## The exercise
Output the line containing "of the winter" and all subsequent lines of the listing below, copied exactly, with no other lines.

<<<<

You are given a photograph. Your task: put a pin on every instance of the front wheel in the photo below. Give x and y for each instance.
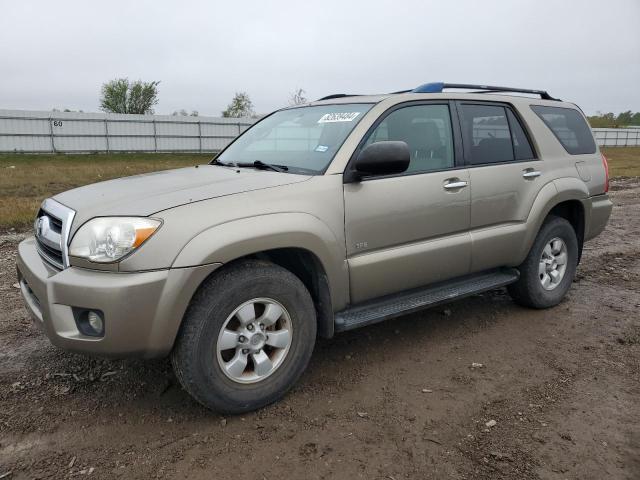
(246, 338)
(549, 269)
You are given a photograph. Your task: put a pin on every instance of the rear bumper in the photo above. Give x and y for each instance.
(597, 212)
(142, 311)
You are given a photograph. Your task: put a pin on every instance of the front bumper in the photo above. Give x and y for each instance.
(142, 310)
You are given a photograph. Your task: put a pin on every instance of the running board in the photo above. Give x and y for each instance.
(402, 303)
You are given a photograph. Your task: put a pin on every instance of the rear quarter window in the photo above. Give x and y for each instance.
(569, 127)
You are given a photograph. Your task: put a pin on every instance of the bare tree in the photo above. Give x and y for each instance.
(122, 96)
(298, 97)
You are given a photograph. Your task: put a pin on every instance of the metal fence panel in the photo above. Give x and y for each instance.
(26, 131)
(617, 137)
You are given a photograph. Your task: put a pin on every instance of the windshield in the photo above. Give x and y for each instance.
(304, 139)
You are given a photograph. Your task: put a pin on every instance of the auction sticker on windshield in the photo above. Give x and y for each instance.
(338, 117)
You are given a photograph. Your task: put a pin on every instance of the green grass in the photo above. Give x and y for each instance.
(25, 180)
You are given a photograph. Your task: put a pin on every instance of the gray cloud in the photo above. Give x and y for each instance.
(57, 54)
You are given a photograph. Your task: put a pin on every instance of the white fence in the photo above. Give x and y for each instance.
(68, 132)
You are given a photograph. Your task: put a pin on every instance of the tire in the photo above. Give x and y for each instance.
(207, 371)
(529, 290)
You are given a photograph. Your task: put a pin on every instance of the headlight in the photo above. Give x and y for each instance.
(107, 239)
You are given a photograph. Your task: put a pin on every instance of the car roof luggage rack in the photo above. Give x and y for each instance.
(438, 87)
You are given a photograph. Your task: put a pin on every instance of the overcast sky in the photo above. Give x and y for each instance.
(56, 54)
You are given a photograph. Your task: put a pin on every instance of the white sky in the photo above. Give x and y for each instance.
(58, 53)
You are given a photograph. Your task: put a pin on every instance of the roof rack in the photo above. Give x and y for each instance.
(438, 87)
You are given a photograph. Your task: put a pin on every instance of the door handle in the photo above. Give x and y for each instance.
(455, 184)
(531, 173)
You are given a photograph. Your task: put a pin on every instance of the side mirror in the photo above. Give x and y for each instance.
(382, 158)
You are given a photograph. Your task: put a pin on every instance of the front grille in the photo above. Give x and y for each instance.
(52, 228)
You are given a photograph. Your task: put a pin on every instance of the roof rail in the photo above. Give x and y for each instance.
(337, 95)
(438, 87)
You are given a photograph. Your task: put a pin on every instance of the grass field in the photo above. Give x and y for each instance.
(25, 180)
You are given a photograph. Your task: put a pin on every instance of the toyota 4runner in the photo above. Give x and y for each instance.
(318, 219)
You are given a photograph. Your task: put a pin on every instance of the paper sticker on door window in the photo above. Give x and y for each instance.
(338, 117)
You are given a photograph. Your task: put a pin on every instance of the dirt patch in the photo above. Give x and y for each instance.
(555, 397)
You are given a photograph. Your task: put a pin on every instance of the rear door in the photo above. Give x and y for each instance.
(505, 175)
(411, 229)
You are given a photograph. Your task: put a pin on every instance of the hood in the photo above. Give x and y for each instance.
(146, 194)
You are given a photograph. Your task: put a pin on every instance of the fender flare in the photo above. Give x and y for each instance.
(229, 241)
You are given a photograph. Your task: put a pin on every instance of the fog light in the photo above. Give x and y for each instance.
(89, 322)
(95, 321)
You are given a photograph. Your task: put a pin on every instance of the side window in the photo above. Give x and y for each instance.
(486, 134)
(569, 127)
(427, 131)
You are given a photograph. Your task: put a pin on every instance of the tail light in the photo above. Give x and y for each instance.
(605, 164)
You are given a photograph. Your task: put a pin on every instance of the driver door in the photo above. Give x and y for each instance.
(412, 229)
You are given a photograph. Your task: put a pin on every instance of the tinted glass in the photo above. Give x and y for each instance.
(521, 146)
(426, 129)
(486, 134)
(303, 139)
(569, 127)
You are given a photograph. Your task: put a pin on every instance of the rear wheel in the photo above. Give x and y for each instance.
(246, 338)
(547, 272)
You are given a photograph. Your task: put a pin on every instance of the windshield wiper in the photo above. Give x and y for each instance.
(256, 164)
(275, 168)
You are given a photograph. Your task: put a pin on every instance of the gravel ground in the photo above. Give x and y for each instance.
(555, 397)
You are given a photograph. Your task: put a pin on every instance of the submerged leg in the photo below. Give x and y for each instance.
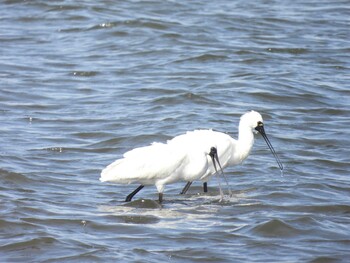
(131, 195)
(205, 187)
(186, 188)
(214, 157)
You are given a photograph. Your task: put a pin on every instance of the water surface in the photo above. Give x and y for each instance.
(84, 82)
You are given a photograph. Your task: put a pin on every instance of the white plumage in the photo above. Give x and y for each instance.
(185, 157)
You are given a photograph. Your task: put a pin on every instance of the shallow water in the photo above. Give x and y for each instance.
(84, 82)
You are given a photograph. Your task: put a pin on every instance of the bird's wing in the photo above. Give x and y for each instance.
(144, 165)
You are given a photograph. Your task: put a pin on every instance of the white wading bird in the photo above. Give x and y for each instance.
(187, 157)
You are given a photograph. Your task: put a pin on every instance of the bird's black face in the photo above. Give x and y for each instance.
(261, 130)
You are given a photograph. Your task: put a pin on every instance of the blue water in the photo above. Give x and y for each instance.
(83, 82)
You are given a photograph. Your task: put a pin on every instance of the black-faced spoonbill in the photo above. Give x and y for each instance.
(186, 157)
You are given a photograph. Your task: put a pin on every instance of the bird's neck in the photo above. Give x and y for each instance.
(245, 142)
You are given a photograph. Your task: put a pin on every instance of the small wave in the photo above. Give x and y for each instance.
(276, 228)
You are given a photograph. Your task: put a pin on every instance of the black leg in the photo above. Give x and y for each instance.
(186, 188)
(130, 196)
(205, 187)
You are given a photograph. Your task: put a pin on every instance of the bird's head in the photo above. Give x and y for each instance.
(255, 121)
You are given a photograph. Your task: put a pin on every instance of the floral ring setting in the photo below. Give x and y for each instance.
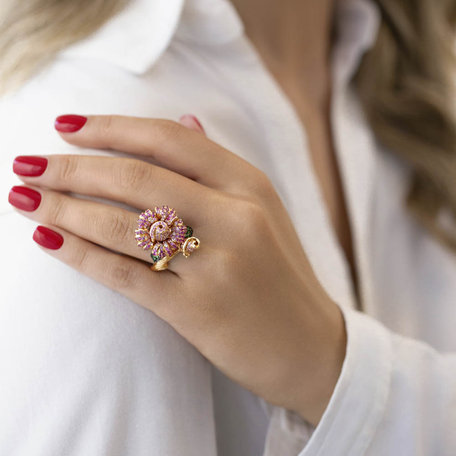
(162, 232)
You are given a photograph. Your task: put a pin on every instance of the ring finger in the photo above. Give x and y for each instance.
(103, 224)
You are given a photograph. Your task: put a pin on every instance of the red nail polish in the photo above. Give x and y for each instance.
(24, 198)
(47, 238)
(29, 165)
(190, 121)
(69, 123)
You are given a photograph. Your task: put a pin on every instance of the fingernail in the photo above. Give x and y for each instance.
(24, 198)
(47, 238)
(69, 123)
(29, 165)
(190, 121)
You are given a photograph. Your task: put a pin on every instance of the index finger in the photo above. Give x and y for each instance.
(170, 144)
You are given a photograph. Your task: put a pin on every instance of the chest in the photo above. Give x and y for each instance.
(323, 156)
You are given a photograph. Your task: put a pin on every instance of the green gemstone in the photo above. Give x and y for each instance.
(189, 232)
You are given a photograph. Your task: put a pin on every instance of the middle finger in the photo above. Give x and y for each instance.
(106, 225)
(134, 182)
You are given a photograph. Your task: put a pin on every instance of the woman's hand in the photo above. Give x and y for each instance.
(248, 299)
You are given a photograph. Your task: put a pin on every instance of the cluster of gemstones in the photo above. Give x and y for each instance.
(161, 231)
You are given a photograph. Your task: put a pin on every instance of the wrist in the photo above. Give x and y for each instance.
(323, 369)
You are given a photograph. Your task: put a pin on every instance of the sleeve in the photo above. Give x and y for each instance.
(394, 395)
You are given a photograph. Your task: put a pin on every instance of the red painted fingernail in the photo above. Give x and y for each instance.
(47, 238)
(69, 123)
(24, 198)
(190, 121)
(29, 165)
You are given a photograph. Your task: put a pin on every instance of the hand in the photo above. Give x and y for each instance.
(248, 299)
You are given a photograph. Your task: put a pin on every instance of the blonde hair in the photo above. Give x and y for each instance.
(33, 31)
(405, 82)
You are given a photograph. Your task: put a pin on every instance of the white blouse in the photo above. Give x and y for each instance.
(85, 371)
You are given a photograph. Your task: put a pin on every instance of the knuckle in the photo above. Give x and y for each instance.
(121, 275)
(81, 259)
(114, 228)
(68, 168)
(169, 129)
(105, 125)
(133, 175)
(261, 188)
(250, 215)
(57, 210)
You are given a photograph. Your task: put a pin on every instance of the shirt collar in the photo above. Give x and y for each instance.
(137, 36)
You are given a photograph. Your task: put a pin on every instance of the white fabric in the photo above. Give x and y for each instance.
(86, 371)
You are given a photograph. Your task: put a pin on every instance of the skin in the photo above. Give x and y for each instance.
(268, 325)
(294, 39)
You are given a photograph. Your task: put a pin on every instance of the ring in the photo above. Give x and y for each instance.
(163, 232)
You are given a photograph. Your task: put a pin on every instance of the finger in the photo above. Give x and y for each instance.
(108, 226)
(130, 277)
(130, 181)
(170, 144)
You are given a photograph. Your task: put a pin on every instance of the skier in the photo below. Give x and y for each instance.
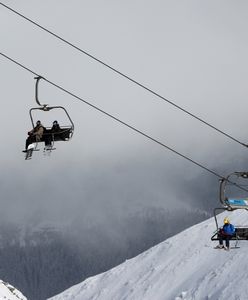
(35, 134)
(225, 233)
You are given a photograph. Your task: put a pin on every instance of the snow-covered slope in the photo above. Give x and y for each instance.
(183, 267)
(8, 292)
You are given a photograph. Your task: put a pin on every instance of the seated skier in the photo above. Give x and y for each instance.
(35, 134)
(226, 233)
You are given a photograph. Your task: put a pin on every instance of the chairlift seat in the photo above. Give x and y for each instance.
(64, 134)
(237, 203)
(241, 233)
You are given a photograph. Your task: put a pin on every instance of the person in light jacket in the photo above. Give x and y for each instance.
(35, 134)
(226, 233)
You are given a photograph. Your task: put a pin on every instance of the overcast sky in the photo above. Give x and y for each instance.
(194, 53)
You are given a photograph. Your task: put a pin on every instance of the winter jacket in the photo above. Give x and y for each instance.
(228, 229)
(37, 132)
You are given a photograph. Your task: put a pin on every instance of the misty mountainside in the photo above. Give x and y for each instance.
(185, 266)
(9, 292)
(43, 259)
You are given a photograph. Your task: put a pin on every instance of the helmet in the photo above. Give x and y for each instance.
(226, 220)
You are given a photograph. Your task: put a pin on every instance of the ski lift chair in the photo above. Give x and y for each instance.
(231, 204)
(49, 136)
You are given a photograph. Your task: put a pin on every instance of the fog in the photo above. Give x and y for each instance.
(192, 53)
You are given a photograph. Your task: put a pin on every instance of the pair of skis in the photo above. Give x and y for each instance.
(32, 148)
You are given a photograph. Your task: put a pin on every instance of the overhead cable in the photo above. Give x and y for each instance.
(121, 122)
(111, 116)
(124, 75)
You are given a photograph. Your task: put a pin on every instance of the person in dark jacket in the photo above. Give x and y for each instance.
(55, 128)
(226, 233)
(35, 134)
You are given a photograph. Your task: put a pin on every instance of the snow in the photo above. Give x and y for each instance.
(184, 267)
(8, 292)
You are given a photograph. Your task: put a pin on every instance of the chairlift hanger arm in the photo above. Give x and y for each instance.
(38, 78)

>>>>

## Exercise answer
You are given a photograph. Your task: put a pin on every instance of the winter jacket in the photo above. Give x and y for each instance.
(228, 229)
(37, 132)
You are given a photograph. Your task: put a pin on every instance of the misty mountainside in the photo above. Give x and y for each instance.
(185, 266)
(9, 292)
(43, 259)
You are given a photograph. Your task: put a pin on every instance of the helmet in the photo above. Give x and y for each instance.
(226, 220)
You are given a photograph. Your task: put a pin on every instance of the ski lift chair in the photo above. Give x and y for each instance.
(231, 204)
(49, 136)
You are given a photograph. Your task: put a pin on every instance of the fog in the photo above. Give x and y for each instance.
(192, 53)
You are given a photograph. Your task: put a pin on every instance of the pair of skis in the photo above. Give x and y for each instance.
(32, 148)
You are given a photograph. Your task: put a pin on every instance of the overhead cable in the photo above. Give x and y for each instance.
(121, 122)
(111, 116)
(124, 75)
You are given a photograph. Your task: put a pin on every instance of the person in dark jacket in the photo above. Give x and y for each instance.
(55, 128)
(226, 233)
(35, 134)
You are given a photograph. Your task: put a pin on every instance of the snow in the photo above. Give x and y for each instance.
(184, 267)
(8, 292)
You are given a photograph. Your task: put a pin on every instance of the chairlift hanger arm in the photo above. Give x and y for each instance.
(38, 78)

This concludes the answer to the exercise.